Indonesia's Orang Rimba: Forced to renounce their faith
Indonesia's Orang Rimba: Forced to renounce their faith
The Sumatran rainforests of Indonesia are home to the
Orang Rimba - the people of the jungle. Their faith and nomadic way of life are
not recognised by the state and, as their forests are destroyed to make way for
palm oil plantations, many are being forced to convert to Islam to survive.
In a wooden hut on stilts, a group of children dressed in
white sit on the floor. They sing "I will protect Islam till I die"
and shout "There is no god but Allah", in unison.
Three months ago, the 58 families that make up the
Celitai tribe of Orang Rimba converted to Islam. They were picked up and bussed
into Jambi, the nearest city, and given clothes and prayer mats.
The Islamic Defenders Front - a vigilante group whose
leader is facing charges of inciting religious violence - helped facilitate the
conversion.
Ustad Reyhan, from the Islamic missionary group
Hidayatullah, has stayed to make sure the new faith is practised.
"For now we are focusing on the children. It's
easier to convert them - their mind isn't filled with other things. With the
older ones it's harder," he says.
"Before Islam they just believed in spirits, gods
and goddesses, not the supreme god Allah.
"When someone died, they didn't even bury the dead,
they just would leave the body in the forest. Now their life has meaning and
direction.

▶ **Task inputs**
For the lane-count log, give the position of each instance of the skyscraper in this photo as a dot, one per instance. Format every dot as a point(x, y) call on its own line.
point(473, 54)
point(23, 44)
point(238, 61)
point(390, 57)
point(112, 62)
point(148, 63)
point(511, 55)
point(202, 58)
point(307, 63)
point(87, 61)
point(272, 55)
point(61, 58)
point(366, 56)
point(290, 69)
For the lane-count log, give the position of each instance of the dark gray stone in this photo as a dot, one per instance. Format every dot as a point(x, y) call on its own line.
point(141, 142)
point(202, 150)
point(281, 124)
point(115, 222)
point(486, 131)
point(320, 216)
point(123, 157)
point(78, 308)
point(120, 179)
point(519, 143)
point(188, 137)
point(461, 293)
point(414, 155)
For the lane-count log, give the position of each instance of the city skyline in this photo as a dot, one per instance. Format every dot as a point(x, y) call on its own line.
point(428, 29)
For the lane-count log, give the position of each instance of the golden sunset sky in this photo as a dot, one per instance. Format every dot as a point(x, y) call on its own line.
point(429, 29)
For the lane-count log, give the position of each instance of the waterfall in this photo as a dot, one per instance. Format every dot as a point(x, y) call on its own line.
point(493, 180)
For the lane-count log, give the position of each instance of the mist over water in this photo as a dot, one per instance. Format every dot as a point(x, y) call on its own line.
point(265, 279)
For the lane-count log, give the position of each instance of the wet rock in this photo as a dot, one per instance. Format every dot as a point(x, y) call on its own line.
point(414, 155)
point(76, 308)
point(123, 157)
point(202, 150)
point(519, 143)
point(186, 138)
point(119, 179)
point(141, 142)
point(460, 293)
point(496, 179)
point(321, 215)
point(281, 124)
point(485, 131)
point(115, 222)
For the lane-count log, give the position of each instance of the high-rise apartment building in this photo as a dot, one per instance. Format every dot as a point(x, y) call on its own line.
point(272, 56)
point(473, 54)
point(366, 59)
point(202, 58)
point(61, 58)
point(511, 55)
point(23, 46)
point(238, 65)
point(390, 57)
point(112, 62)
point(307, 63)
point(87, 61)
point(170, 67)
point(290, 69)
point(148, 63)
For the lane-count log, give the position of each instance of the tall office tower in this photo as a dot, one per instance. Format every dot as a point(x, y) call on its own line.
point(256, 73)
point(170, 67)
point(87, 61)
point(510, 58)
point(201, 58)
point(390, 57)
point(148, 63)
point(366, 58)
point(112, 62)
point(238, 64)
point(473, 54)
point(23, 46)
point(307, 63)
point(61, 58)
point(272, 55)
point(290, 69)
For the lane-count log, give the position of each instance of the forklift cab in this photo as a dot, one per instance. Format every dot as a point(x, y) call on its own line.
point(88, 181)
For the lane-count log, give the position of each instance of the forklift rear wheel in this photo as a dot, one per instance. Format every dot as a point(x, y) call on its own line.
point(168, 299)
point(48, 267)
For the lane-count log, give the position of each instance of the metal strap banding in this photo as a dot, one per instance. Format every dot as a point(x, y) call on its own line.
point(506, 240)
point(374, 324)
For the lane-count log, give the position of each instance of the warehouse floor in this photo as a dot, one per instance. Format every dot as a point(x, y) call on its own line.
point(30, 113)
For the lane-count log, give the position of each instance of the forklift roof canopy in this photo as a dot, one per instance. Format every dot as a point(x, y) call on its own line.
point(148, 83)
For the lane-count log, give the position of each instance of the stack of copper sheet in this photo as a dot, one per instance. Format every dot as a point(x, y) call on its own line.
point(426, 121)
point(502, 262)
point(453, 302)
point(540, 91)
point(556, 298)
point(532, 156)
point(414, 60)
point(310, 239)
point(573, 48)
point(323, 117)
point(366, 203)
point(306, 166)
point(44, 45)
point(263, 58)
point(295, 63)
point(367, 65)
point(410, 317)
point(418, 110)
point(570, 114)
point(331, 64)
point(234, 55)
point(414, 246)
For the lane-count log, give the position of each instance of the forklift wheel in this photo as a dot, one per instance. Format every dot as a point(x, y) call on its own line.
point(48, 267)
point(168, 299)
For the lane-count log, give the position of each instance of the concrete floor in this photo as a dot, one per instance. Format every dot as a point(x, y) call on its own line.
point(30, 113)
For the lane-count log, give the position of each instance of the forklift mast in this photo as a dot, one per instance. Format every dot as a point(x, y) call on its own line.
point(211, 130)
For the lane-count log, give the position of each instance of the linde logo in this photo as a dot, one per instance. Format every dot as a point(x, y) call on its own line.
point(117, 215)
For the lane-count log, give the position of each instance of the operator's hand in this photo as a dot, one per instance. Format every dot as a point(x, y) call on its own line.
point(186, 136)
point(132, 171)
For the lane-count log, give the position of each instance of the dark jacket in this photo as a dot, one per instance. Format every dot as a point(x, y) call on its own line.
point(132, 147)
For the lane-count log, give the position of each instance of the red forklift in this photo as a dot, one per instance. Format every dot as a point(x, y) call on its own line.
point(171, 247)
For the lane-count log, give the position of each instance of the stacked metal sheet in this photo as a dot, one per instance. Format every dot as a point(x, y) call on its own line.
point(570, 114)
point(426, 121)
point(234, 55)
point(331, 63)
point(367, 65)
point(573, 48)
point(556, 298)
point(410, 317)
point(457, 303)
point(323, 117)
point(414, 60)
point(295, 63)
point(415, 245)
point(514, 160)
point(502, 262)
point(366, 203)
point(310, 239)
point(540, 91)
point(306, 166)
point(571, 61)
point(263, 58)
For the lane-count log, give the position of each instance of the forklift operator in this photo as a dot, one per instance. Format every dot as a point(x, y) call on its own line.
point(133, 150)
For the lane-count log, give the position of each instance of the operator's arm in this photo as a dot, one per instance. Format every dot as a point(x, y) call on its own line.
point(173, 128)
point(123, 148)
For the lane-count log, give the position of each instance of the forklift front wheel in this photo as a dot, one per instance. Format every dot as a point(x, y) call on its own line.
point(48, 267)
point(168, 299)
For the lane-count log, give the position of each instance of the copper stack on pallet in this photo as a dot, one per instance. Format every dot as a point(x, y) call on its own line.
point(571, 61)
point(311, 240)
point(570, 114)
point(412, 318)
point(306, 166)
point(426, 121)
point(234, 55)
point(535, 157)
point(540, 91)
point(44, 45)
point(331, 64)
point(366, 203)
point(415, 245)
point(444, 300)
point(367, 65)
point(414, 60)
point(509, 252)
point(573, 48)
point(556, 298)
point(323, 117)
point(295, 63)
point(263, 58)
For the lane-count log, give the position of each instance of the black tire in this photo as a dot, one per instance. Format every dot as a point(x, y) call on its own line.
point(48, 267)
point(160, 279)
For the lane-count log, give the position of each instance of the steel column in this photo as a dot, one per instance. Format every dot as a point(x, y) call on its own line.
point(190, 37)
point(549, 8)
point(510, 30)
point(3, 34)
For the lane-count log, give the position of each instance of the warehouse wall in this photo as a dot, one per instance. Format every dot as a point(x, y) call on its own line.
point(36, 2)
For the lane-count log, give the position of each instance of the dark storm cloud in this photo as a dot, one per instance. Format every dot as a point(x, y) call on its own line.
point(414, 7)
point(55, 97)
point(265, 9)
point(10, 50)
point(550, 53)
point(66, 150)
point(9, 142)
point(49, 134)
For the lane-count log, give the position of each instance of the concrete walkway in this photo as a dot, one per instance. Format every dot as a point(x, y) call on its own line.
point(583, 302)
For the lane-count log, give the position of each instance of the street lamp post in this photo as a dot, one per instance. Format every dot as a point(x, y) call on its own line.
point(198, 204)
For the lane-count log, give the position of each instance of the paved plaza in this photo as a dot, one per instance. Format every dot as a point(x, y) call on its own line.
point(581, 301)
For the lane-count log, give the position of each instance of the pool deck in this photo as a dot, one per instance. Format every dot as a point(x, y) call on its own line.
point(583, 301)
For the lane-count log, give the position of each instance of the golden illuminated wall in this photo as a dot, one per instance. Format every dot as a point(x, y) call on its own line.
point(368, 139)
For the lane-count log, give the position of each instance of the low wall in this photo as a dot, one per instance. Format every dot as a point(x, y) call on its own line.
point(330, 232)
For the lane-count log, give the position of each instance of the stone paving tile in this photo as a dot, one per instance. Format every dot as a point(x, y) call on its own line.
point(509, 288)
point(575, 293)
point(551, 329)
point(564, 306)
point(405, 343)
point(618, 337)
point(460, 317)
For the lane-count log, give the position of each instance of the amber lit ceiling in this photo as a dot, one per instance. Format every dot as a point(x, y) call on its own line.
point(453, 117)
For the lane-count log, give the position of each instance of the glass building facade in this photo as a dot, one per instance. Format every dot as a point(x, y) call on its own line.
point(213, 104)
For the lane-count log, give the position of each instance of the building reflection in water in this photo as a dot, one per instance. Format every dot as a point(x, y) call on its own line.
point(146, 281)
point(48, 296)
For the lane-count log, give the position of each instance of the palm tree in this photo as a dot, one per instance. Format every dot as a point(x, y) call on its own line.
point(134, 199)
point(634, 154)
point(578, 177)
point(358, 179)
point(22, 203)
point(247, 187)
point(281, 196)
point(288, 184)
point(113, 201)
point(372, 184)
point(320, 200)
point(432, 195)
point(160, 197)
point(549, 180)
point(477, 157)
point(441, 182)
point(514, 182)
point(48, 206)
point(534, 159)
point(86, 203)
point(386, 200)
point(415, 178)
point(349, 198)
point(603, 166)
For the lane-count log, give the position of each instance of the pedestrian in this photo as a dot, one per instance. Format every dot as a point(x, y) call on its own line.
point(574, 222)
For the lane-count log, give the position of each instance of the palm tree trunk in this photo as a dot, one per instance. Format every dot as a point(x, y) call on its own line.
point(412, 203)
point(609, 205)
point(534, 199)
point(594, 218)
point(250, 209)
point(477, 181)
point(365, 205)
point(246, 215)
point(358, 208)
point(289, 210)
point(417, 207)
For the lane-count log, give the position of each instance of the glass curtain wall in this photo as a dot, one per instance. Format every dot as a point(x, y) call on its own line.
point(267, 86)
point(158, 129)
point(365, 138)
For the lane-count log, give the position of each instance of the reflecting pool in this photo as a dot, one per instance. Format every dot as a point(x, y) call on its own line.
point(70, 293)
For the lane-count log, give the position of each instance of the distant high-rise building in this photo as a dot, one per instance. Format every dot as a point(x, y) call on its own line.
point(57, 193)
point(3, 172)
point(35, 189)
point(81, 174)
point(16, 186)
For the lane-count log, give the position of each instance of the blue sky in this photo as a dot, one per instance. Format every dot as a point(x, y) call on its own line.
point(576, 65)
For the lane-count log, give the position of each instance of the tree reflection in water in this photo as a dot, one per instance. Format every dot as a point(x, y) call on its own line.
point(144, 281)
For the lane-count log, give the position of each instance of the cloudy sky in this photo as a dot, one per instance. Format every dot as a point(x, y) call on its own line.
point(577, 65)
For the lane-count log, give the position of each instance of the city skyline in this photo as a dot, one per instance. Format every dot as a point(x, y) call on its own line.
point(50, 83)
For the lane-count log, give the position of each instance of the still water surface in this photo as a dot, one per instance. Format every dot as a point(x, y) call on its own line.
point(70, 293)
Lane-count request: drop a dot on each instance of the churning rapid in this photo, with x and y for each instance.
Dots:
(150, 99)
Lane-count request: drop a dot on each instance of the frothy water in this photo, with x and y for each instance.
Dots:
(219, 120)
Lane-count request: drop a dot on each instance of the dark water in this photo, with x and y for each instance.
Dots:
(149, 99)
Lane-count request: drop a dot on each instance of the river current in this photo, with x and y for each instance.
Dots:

▶ **Problems and tasks**
1/ Write out the passage of the Orang Rimba article starting at "Three months ago, the" and ending at "supreme god Allah.".
2/ Give again, word for word, the lines of the listing starting at the line that contains "the forklift mast" and ending at the line that contains "point(123, 148)", with both of those lines included.

▶ **Solutions by task**
1/
Three months ago, the 58 families that make up the
Celitai tribe of Orang Rimba converted to Islam. They were picked up and bussed
into Jambi, the nearest city, and given clothes and prayer mats.
The Islamic Defenders Front - a vigilante group whose
leader is facing charges of inciting religious violence - helped facilitate the
conversion.
Ustad Reyhan, from the Islamic missionary group
Hidayatullah, has stayed to make sure the new faith is practised.
"For now we are focusing on the children. It's
easier to convert them - their mind isn't filled with other things. With the
older ones it's harder," he says.
"Before Islam they just believed in spirits, gods
and goddesses, not the supreme god Allah.

2/
For the lane-count log, give the position of each instance of the forklift mast in this photo as a dot, one per instance. Format every dot as a point(x, y) call on its own line.
point(211, 130)
For the lane-count log, give the position of each instance of the linde logo in this photo as a dot, one per instance. Format every dot as a point(x, y) call on its own line.
point(117, 215)
For the lane-count log, give the position of each instance of the operator's hand in this photo as a dot, one per instance. Format every dot as a point(x, y) call on its own line.
point(186, 136)
point(132, 171)
For the lane-count log, give the position of each instance of the dark jacket in this photo as a dot, one per instance. Format every dot as a point(x, y) call on its own line.
point(132, 147)
For the lane-count log, give the position of each instance of the red forklift in this photo as a dot, one per instance. Format every dot as a point(x, y) call on its own line.
point(171, 247)
For the lane-count log, give the position of each instance of the stacked metal sheet in this photo as a dot, one per instance. Format every dot as a point(x, y) call on its own line.
point(570, 114)
point(426, 121)
point(234, 55)
point(331, 63)
point(367, 65)
point(573, 48)
point(556, 298)
point(410, 317)
point(457, 303)
point(323, 117)
point(414, 60)
point(295, 63)
point(415, 245)
point(514, 160)
point(502, 262)
point(366, 203)
point(310, 239)
point(540, 91)
point(306, 166)
point(571, 61)
point(263, 58)
For the lane-count log, give the position of each instance of the forklift operator in this photo as a dot, one per instance. Format every dot as a point(x, y) call on its own line.
point(133, 150)
For the lane-count log, give the position of each instance of the operator's arm in this photo as a dot, one per instance. Format every dot as a point(x, y) call on its own line.
point(173, 128)
point(123, 148)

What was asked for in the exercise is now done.